Dataset content below:

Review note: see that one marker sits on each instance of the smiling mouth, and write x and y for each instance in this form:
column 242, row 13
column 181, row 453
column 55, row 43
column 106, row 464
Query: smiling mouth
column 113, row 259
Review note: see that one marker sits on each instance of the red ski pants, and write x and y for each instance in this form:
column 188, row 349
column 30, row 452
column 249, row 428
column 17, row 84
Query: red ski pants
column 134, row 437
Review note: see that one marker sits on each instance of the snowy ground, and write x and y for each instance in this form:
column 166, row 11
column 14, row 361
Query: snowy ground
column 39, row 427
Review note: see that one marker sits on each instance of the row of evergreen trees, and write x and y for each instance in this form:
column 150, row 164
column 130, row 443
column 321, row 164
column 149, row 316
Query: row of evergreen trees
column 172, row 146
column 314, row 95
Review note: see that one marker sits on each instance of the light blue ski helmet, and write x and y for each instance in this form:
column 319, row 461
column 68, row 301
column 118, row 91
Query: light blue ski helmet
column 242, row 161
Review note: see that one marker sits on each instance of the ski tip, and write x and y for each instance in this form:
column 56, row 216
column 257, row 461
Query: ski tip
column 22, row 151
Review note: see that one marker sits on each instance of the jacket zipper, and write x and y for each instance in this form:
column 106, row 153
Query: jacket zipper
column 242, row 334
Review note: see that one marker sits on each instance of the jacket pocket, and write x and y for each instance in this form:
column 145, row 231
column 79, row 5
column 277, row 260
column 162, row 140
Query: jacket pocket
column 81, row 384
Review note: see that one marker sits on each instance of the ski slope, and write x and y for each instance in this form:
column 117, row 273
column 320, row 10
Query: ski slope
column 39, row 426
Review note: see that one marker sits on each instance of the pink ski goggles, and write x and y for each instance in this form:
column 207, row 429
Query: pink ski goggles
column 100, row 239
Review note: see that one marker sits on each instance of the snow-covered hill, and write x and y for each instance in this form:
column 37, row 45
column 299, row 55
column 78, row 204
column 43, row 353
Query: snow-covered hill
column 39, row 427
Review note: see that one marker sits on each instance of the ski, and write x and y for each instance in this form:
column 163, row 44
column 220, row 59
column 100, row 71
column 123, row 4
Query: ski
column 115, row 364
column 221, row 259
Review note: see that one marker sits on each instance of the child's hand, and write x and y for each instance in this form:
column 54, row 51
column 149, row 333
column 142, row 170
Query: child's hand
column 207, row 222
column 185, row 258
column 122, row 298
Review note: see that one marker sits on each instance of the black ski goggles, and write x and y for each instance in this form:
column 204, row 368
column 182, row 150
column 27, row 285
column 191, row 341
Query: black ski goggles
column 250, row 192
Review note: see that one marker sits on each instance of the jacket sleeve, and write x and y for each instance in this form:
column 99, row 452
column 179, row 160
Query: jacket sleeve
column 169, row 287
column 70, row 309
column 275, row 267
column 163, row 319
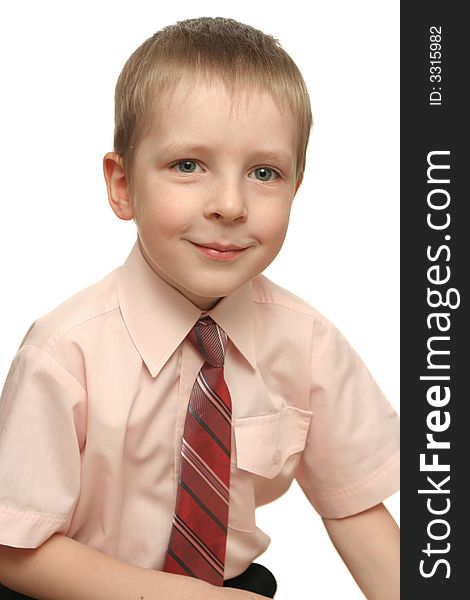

End of Dataset content.

Exercise prompt:
Transcribe the material exactly, and leave out whatever pictures it holds.

The completed task:
Review note: see that one marker sits on each instance of the smiling mouth, and write x and y for each instance in this form:
column 242, row 13
column 181, row 453
column 55, row 43
column 106, row 464
Query: smiling mouth
column 113, row 259
Review note: see that one marker sits on each instance of the red ski pants, and write x and y for each instance in this form:
column 188, row 349
column 30, row 452
column 249, row 428
column 17, row 84
Query: red ski pants
column 134, row 437
Review note: see that one marker sits on each instance of the snowy ground, and write x and y for each instance in this form:
column 166, row 11
column 14, row 361
Query: snowy ground
column 39, row 427
Review note: see that one marker sits on each instance of the row of evergreen trees, and write x and y for each instance in this form:
column 150, row 164
column 130, row 443
column 321, row 164
column 149, row 316
Query: row of evergreen trees
column 172, row 146
column 314, row 95
Review note: see that one marker sits on each instance of the light blue ski helmet, and write x and y for each instance in this form:
column 319, row 461
column 68, row 301
column 118, row 91
Query: light blue ski helmet
column 242, row 161
Review note: see that one marker sits on each instance of the ski tip, and write x and y for each instance in this form:
column 56, row 216
column 257, row 461
Query: ski tip
column 22, row 151
Review note: see that one marker sits on each instance of the jacket zipper, and write x and y for each instance in this form:
column 106, row 153
Query: jacket zipper
column 242, row 334
Review note: see that one marker sits on each instance of the jacket pocket, and write x and y for each instance in this form:
column 145, row 231
column 79, row 5
column 277, row 260
column 162, row 140
Query: jacket pocket
column 81, row 384
Review note: see that one marker sits on each instance of the ski slope, and write x and y for each instance in this form:
column 117, row 273
column 320, row 10
Query: ski slope
column 39, row 426
Review note: see that one marker sits on each instance of the pink ski goggles, and write x and y for each instance in this form:
column 207, row 429
Query: pink ski goggles
column 100, row 239
Review note: see that one marker sits on each instance of the snow-covered hill, and write x and y for each instance in this form:
column 37, row 45
column 299, row 55
column 78, row 204
column 43, row 353
Query: snow-covered hill
column 39, row 427
Review note: see that one marker sits on each instance of the ski, and write x and y for each instance in this form:
column 163, row 44
column 220, row 59
column 100, row 71
column 123, row 4
Query: ski
column 115, row 364
column 221, row 259
Review note: see that one marker sits on each instance of the child's hand, and write x and y for each instance in this form:
column 54, row 51
column 149, row 333
column 142, row 170
Query: child's hand
column 207, row 222
column 185, row 258
column 122, row 298
Review note: see that one marker sits on each instance of the black ski goggles, and write x and y for each instance in this form:
column 204, row 368
column 182, row 150
column 27, row 285
column 191, row 341
Query: black ski goggles
column 250, row 192
Review note: see that one marker sits on each instance of the jacket sleeve, and write x and y for each instance in this form:
column 99, row 452
column 179, row 160
Query: jacket sleeve
column 169, row 287
column 70, row 309
column 275, row 267
column 163, row 319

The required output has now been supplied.